EXERCISE DIRECTIONS:
Copy the records word for word, from their first line through the line that contains "M 766 498 L", including both of those lines.

** Start of EXERCISE DATA **

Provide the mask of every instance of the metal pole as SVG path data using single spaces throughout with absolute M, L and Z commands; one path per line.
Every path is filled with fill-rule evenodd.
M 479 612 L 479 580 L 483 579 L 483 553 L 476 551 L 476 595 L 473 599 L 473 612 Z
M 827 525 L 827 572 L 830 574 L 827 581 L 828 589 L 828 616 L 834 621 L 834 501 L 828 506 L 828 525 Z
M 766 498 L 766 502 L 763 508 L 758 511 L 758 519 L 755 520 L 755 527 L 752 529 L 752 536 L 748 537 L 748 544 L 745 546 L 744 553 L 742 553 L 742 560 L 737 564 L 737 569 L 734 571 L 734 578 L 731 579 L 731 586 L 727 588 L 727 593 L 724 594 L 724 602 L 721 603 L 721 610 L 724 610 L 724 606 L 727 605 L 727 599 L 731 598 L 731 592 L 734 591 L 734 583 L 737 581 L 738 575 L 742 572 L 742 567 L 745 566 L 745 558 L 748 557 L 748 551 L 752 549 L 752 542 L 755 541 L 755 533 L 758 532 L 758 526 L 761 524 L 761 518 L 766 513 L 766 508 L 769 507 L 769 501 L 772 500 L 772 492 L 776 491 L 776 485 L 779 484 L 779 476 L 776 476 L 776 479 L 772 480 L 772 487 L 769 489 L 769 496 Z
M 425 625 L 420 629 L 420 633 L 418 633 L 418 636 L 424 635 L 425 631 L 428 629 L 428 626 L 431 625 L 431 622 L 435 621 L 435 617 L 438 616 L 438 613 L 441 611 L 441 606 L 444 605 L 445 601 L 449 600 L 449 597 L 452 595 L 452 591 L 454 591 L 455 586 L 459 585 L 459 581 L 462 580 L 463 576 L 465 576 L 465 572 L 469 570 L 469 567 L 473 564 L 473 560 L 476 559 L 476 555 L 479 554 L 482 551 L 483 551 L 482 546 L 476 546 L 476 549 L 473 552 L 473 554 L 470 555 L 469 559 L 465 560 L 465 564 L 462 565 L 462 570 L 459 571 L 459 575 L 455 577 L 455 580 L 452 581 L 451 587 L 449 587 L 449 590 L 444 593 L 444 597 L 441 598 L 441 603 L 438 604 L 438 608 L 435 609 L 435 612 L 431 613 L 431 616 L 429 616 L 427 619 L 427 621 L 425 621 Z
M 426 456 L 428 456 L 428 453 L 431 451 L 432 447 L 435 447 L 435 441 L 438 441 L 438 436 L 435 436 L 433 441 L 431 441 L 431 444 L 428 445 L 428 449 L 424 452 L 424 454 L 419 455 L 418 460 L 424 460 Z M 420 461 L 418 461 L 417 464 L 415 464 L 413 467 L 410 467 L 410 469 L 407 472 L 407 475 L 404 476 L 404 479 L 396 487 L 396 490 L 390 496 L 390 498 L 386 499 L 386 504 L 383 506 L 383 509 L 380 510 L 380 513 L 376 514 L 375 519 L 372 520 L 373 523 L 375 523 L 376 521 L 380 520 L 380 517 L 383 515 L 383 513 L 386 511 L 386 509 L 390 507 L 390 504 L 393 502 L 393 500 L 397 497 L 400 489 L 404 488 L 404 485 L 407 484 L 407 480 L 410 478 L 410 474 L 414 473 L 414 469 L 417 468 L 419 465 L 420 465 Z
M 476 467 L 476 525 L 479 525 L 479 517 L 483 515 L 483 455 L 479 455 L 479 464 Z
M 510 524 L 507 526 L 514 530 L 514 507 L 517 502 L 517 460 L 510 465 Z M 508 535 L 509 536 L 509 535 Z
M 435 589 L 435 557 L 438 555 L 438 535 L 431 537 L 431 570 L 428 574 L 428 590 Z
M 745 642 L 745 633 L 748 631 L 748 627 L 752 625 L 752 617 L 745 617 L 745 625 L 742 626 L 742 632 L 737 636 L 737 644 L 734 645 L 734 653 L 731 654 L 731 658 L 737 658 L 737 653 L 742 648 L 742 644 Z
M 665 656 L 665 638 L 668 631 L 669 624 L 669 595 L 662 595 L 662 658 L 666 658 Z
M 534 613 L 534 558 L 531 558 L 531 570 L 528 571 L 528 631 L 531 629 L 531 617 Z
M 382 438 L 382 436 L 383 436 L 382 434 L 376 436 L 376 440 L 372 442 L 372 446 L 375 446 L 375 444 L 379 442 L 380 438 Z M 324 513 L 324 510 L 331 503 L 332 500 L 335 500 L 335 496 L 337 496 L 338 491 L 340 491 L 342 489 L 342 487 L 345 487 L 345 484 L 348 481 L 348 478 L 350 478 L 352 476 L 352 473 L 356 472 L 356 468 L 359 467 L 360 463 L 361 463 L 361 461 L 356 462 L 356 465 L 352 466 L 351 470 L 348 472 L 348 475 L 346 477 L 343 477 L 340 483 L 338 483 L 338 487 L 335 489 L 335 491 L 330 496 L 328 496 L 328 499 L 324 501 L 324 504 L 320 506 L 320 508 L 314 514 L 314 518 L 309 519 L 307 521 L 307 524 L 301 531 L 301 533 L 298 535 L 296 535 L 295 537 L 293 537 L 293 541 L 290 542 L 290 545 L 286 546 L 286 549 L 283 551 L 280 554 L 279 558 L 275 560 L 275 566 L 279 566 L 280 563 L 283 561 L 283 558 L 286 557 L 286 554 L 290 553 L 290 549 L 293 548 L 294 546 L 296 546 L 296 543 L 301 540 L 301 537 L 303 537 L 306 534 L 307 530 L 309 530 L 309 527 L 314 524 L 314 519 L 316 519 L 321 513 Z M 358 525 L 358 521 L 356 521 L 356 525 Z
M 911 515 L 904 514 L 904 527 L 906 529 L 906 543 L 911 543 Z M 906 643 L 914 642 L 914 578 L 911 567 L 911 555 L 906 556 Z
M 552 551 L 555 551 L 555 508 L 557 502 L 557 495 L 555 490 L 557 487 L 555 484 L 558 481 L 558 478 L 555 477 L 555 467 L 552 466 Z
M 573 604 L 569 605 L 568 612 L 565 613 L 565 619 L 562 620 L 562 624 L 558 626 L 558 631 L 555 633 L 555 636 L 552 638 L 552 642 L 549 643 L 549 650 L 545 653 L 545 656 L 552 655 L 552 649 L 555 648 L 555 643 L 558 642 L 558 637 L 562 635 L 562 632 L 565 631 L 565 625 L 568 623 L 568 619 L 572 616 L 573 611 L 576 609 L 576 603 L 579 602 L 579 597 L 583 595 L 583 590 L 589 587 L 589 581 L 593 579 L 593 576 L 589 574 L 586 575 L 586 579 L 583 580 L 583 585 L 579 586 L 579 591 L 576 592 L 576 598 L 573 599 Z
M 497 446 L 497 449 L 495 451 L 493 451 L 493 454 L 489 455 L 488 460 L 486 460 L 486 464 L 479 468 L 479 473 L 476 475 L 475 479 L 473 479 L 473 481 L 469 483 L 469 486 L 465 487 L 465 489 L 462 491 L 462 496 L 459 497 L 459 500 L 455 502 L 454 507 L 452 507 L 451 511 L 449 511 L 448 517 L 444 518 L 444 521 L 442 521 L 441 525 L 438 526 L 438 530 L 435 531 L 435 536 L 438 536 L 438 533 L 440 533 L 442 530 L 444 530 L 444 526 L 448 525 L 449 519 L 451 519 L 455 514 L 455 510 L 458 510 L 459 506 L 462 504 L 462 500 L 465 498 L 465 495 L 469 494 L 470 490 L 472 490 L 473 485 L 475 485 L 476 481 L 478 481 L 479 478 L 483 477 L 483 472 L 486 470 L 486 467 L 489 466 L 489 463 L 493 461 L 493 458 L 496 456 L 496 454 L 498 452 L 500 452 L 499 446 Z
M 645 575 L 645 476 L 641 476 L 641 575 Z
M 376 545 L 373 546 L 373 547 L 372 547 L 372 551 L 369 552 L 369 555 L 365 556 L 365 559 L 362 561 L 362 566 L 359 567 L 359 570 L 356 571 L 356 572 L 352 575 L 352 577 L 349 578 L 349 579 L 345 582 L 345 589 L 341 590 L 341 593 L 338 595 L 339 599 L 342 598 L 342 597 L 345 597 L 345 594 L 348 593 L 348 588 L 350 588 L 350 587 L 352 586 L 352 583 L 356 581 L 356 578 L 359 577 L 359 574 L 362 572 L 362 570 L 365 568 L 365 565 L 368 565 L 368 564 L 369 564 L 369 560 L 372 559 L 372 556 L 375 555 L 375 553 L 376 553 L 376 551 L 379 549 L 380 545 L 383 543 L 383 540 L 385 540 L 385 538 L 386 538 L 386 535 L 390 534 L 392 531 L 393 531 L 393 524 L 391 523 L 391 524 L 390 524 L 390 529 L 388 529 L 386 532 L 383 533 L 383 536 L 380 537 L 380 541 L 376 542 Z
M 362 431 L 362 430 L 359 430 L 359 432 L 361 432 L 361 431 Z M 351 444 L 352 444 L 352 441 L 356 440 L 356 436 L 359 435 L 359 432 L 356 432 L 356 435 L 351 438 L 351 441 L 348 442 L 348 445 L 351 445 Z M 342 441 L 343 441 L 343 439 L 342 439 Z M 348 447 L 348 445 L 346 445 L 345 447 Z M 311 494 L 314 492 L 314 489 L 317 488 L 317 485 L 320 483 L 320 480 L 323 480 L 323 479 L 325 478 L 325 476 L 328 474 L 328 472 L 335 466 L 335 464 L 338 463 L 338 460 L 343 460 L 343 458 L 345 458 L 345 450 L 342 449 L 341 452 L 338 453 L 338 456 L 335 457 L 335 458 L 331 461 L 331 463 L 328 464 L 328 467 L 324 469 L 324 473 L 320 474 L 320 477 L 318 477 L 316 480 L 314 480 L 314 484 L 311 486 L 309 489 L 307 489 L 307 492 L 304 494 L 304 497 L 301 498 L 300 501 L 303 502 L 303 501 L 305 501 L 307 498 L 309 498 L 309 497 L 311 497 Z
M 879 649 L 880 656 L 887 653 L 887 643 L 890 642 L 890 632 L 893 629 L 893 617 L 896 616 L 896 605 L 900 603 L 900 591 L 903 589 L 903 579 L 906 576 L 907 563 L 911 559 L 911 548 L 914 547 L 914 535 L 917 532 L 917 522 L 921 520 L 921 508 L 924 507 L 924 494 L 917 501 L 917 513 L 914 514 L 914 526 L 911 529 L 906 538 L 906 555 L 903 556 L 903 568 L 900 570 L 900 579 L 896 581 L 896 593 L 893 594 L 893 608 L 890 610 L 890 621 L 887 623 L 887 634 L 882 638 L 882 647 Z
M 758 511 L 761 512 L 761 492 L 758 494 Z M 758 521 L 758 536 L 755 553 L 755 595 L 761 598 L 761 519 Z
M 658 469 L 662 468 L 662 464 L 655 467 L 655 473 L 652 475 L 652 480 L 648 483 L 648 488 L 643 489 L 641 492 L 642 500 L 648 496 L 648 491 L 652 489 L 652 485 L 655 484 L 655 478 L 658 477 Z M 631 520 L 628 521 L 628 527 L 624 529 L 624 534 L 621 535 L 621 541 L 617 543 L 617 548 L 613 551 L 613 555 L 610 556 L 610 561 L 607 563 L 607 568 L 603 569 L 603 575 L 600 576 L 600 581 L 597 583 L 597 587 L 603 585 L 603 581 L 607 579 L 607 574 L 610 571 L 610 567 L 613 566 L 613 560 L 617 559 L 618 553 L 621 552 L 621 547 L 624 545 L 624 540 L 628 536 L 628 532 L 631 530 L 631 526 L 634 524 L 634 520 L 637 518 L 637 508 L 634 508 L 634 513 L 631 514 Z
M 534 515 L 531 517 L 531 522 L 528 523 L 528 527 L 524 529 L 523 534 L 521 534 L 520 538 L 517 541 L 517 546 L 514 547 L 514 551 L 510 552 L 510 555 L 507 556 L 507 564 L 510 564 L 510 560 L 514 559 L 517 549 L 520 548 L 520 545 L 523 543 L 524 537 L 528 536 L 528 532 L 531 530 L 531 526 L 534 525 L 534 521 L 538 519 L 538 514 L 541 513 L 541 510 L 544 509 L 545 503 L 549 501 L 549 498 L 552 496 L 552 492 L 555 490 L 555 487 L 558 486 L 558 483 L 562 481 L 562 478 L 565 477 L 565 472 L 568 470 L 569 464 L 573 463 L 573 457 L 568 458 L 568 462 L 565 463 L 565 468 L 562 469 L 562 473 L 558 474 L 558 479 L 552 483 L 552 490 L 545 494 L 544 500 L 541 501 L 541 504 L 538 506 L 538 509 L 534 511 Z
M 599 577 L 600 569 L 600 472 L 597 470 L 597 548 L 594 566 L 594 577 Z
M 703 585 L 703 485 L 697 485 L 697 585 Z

** End of EXERCISE DATA **

WORKED SOLUTION:
Provide the mask of every instance of the metal pole as SVG path data using single spaces throughout with absolute M, L and Z commands; one path per line.
Every path is filled with fill-rule evenodd.
M 479 612 L 479 580 L 483 579 L 483 553 L 476 551 L 476 595 L 473 599 L 473 612 Z
M 827 525 L 827 572 L 830 574 L 827 581 L 828 589 L 828 616 L 834 621 L 834 501 L 828 506 L 828 525 Z
M 766 498 L 766 502 L 763 508 L 758 511 L 758 519 L 755 520 L 755 527 L 752 529 L 752 536 L 748 537 L 748 544 L 745 546 L 744 553 L 742 553 L 742 560 L 737 564 L 737 569 L 734 571 L 734 578 L 731 579 L 731 586 L 727 588 L 727 593 L 724 594 L 724 602 L 721 603 L 721 610 L 724 610 L 724 606 L 727 605 L 727 599 L 731 598 L 731 592 L 734 591 L 734 583 L 737 581 L 738 575 L 742 572 L 742 567 L 745 566 L 745 558 L 748 557 L 748 551 L 752 549 L 752 542 L 755 541 L 755 533 L 758 532 L 758 526 L 761 524 L 761 518 L 766 513 L 766 508 L 769 507 L 769 501 L 772 500 L 772 492 L 776 491 L 776 485 L 779 484 L 779 476 L 776 476 L 776 479 L 772 480 L 772 487 L 769 489 L 769 496 Z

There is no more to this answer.